The Supreme Court of Canada in Wallace v. United Grain Growers Ltd1 set out examples of bad faith employer conduct at the time of dismissal that will justify an award of moral damages. Justice Iacobucci wrote at paragraphs 98 to 101:

The obligation of good faith and fair dealing is incapable of precise definition. However, at a minimum, I believe that in the course of dismissal employers ought to be candid, reasonable, honest and forthright with their employees and should refrain from engaging in conduct that is unfair or is in bad faith by being, for example, untruthful, misleading or unduly insensitive. In order to illustrate possible breaches of this obligation, I refer now to some examples of the conduct over which the courts expressed their disapproval in the cases cited above.

### Written task a
According to the passage on bad faith at dismissal, what four qualities ought employers to show their employees in the course of dismissal?
The passage and the rows have nothing to do with each other.

### Dataset content
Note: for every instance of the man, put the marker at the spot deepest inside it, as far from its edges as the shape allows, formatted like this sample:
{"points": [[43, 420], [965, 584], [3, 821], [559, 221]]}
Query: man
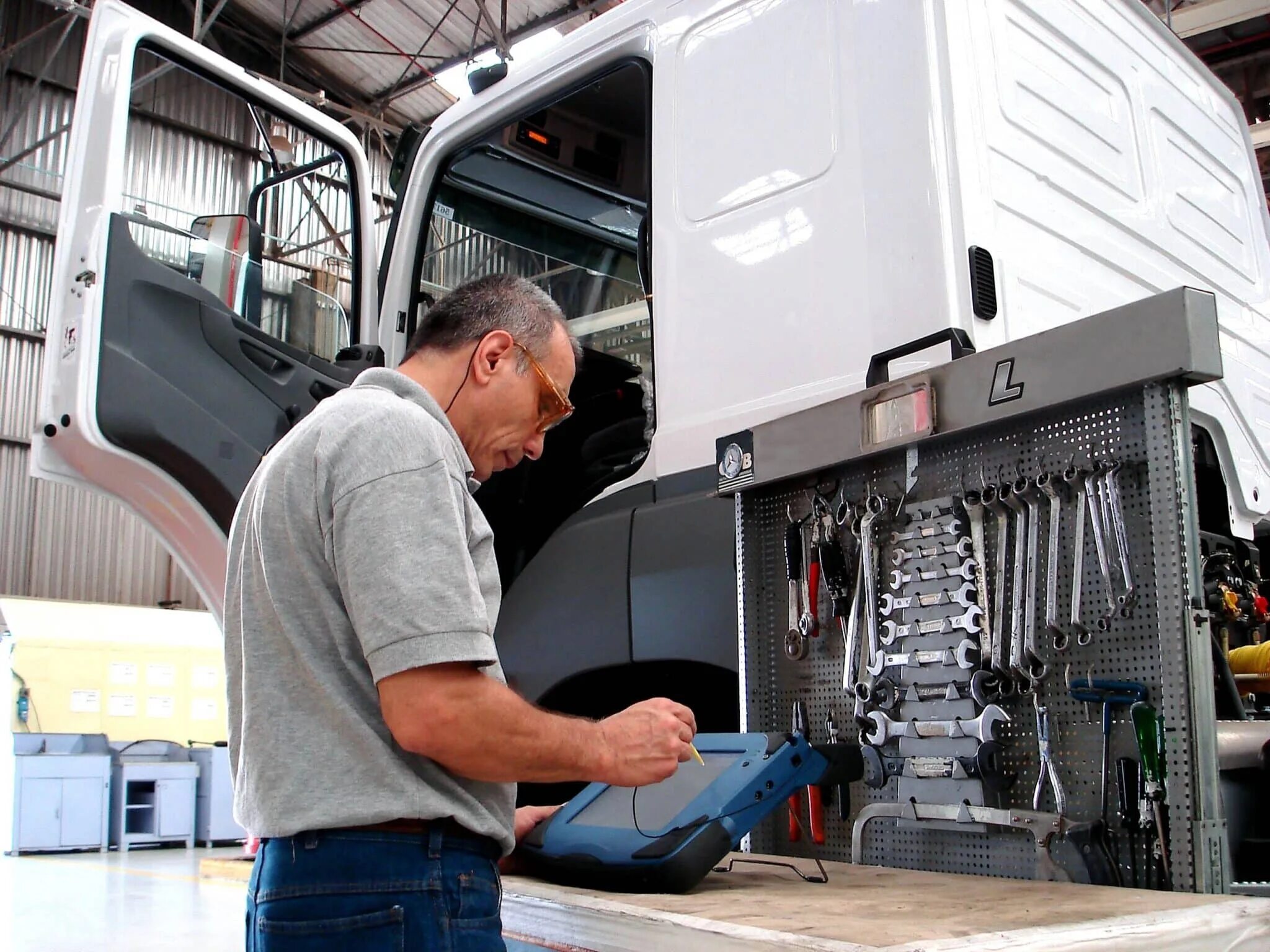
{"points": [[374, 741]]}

==

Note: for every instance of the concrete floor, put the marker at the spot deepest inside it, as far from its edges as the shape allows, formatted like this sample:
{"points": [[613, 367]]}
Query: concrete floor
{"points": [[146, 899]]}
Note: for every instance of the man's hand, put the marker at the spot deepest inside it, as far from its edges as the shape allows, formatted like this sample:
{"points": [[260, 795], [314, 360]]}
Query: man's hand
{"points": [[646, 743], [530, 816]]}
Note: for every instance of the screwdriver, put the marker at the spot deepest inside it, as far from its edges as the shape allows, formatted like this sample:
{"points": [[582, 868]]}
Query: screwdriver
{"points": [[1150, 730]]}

### Written task b
Please list every line in the rows that contains the string "points".

### Exercise solution a
Employers ought to be candid, reasonable, honest and forthright with their employees.

### Exercise solution b
{"points": [[43, 420], [965, 584], [3, 821], [559, 221]]}
{"points": [[374, 741]]}
{"points": [[613, 367]]}
{"points": [[146, 899]]}
{"points": [[260, 795], [314, 360]]}
{"points": [[646, 743], [530, 816]]}
{"points": [[582, 868]]}
{"points": [[1150, 730]]}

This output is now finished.